- [MATERIAL SUPPLIED]
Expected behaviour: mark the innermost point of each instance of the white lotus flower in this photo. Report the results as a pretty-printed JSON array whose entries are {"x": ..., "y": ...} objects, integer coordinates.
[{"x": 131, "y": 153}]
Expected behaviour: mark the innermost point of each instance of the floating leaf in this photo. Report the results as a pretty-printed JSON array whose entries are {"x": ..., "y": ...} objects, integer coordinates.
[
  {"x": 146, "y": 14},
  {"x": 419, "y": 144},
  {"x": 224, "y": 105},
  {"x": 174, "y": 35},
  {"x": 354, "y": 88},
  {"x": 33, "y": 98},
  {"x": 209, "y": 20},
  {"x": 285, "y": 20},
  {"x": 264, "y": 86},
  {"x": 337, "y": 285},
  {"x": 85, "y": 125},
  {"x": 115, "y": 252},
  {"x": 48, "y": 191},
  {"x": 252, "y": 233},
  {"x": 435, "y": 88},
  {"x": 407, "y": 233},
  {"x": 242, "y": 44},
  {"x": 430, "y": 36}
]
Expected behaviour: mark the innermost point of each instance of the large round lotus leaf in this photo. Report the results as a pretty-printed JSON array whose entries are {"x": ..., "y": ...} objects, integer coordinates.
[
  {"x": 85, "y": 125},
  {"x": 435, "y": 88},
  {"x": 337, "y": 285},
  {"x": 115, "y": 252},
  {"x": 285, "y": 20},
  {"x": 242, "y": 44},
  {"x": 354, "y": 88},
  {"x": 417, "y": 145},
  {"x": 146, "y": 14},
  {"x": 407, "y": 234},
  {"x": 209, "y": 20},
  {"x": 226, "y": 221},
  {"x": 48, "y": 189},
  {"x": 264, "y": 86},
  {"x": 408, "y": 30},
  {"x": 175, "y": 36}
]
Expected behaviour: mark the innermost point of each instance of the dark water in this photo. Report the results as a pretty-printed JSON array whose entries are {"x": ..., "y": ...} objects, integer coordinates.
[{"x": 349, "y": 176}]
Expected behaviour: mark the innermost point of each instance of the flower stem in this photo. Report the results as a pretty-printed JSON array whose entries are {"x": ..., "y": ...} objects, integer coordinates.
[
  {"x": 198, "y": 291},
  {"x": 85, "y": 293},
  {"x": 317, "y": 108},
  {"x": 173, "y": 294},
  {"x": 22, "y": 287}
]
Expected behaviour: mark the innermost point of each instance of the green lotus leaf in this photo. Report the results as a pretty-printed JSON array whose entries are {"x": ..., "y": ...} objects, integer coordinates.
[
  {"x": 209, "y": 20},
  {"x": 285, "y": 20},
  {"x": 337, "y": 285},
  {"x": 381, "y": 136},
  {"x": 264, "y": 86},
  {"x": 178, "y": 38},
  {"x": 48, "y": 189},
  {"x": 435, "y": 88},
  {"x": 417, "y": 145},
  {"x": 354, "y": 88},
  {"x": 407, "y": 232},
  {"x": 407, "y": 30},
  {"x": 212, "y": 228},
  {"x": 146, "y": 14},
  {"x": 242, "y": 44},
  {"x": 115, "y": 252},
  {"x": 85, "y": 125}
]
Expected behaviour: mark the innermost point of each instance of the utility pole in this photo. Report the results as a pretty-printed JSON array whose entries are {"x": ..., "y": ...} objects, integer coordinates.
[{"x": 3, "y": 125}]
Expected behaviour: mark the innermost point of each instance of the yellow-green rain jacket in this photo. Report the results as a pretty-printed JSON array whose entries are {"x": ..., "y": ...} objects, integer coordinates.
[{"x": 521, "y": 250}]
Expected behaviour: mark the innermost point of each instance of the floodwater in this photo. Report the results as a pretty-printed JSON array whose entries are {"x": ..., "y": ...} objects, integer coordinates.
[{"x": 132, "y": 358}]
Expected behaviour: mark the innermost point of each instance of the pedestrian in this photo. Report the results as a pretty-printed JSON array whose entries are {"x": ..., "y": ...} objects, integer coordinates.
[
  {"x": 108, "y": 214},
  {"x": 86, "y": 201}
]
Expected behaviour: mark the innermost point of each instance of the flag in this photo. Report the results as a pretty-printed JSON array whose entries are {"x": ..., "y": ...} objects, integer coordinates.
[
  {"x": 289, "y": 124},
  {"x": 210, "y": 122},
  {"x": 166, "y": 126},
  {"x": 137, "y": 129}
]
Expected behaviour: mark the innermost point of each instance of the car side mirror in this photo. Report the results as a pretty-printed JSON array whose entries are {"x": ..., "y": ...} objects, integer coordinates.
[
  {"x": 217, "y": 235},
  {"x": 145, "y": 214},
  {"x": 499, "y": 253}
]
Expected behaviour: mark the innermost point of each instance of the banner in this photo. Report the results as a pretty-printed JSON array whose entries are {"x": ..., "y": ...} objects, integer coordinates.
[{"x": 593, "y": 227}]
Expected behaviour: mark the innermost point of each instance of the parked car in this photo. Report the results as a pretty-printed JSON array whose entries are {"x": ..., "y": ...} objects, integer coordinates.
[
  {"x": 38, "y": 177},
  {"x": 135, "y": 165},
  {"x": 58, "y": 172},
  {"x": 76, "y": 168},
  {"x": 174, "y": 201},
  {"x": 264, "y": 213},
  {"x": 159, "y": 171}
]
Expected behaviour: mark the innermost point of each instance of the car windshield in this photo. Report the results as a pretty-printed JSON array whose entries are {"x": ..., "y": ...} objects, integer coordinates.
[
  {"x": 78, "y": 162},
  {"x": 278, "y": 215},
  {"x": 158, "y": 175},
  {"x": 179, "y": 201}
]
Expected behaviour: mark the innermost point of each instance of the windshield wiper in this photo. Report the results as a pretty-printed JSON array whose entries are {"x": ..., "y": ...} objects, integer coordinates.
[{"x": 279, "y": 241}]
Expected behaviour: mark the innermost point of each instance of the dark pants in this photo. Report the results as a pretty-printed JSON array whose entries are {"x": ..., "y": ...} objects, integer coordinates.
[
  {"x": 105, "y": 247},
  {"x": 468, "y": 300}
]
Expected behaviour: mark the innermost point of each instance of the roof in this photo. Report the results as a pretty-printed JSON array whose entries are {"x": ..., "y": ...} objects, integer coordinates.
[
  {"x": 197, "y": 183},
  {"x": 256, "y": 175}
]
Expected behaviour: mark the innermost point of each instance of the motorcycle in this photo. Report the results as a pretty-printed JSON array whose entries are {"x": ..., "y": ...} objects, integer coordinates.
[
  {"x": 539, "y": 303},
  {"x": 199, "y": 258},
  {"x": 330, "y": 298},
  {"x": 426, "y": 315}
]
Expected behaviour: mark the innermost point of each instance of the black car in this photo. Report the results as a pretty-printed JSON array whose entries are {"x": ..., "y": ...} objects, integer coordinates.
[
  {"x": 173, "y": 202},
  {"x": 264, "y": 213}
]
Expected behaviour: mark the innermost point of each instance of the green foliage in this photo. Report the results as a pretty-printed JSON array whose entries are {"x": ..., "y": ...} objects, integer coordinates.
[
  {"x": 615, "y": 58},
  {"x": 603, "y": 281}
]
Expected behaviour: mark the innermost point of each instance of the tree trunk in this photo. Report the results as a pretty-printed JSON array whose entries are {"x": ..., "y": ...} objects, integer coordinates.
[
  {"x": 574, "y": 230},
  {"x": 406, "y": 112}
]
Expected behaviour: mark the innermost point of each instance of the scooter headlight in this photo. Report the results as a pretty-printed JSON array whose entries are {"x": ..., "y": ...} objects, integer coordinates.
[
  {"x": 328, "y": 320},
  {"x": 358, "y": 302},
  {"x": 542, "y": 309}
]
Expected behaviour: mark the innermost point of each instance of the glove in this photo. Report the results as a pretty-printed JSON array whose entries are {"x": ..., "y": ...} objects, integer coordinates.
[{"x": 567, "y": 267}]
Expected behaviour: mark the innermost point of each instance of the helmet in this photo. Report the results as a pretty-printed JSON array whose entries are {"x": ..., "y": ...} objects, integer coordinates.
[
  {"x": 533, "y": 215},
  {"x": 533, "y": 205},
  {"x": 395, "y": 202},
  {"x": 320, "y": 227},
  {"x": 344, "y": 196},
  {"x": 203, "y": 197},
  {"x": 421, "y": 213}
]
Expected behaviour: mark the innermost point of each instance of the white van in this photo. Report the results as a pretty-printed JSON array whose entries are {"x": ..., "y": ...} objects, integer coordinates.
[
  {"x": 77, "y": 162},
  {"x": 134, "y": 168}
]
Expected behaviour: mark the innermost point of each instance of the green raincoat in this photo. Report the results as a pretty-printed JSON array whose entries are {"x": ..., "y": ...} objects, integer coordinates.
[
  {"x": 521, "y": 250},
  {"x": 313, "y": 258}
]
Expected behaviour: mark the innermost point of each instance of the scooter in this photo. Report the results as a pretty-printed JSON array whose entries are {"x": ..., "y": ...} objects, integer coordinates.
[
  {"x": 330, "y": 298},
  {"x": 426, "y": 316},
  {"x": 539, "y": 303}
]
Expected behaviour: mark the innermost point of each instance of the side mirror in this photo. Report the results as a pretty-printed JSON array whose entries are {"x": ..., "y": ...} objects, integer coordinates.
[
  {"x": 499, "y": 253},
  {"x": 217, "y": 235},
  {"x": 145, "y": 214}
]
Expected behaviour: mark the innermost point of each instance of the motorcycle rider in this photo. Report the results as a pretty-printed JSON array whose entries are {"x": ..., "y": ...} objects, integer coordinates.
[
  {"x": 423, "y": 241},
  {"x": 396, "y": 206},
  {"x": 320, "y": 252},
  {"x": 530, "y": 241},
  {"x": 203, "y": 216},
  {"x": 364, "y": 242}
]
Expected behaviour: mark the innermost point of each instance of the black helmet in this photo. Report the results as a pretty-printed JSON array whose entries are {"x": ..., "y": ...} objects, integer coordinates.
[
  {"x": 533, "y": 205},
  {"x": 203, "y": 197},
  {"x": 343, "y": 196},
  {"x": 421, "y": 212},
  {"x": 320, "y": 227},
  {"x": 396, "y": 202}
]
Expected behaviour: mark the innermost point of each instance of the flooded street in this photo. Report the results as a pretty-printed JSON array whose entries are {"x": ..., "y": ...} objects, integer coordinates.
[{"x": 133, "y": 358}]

- [SHORT TASK]
Write out exactly the lines starting with the one that holds "the white van" and running through the last line above.

- [ANSWER FOR THE TASK]
Expected behaviour: mark the innermost point of each instance of the white van in this photo. Report the results as a pretty-printed JSON array whose entries are {"x": ..., "y": ...} objects, integer coordinates.
[
  {"x": 77, "y": 162},
  {"x": 134, "y": 168}
]
Expected behaviour: mark the innermost point of each instance of the green raincoat in this photo. Report the results as a pretty-printed JSON array whose entries are {"x": ..., "y": ...} objects, integer coordinates.
[
  {"x": 521, "y": 250},
  {"x": 313, "y": 258}
]
Expected behaviour: mark the innermost point of each instance of the scooter in this photo. Report the results as a pretty-printed JSON array whose entries are {"x": ..., "y": ...} objects, integer coordinates.
[
  {"x": 330, "y": 298},
  {"x": 426, "y": 316},
  {"x": 539, "y": 303}
]
Expected behaviour: mark the innermost point of each instance of the side mirror in this photo. Report the results as a pretty-printed JSON array whose entries are {"x": ..., "y": ...} objects, integer coordinates.
[
  {"x": 499, "y": 253},
  {"x": 217, "y": 235},
  {"x": 145, "y": 214}
]
Expected behaviour: mark the innermost point of each instance of the motorcycle rider in this photo. Report the results as a pretty-printed JSON array whose entries are {"x": ..., "y": ...} objects, integer coordinates.
[
  {"x": 423, "y": 241},
  {"x": 396, "y": 206},
  {"x": 320, "y": 252},
  {"x": 530, "y": 241},
  {"x": 203, "y": 216},
  {"x": 364, "y": 242}
]
Expected behaviour: mark the innermost point of each instance of the black helmet in this photo. Report the results as a pretty-printed JSON array whose entries are {"x": ..., "y": ...} objects, integer coordinates.
[
  {"x": 533, "y": 205},
  {"x": 203, "y": 197},
  {"x": 343, "y": 196},
  {"x": 421, "y": 212},
  {"x": 320, "y": 227},
  {"x": 396, "y": 202}
]
Expected behaviour: mark the innermost point of each instance of the flooded street in this photo. Report the results as a pretty-printed JSON array whose entries are {"x": ..., "y": ...} objects, integer coordinates.
[{"x": 133, "y": 358}]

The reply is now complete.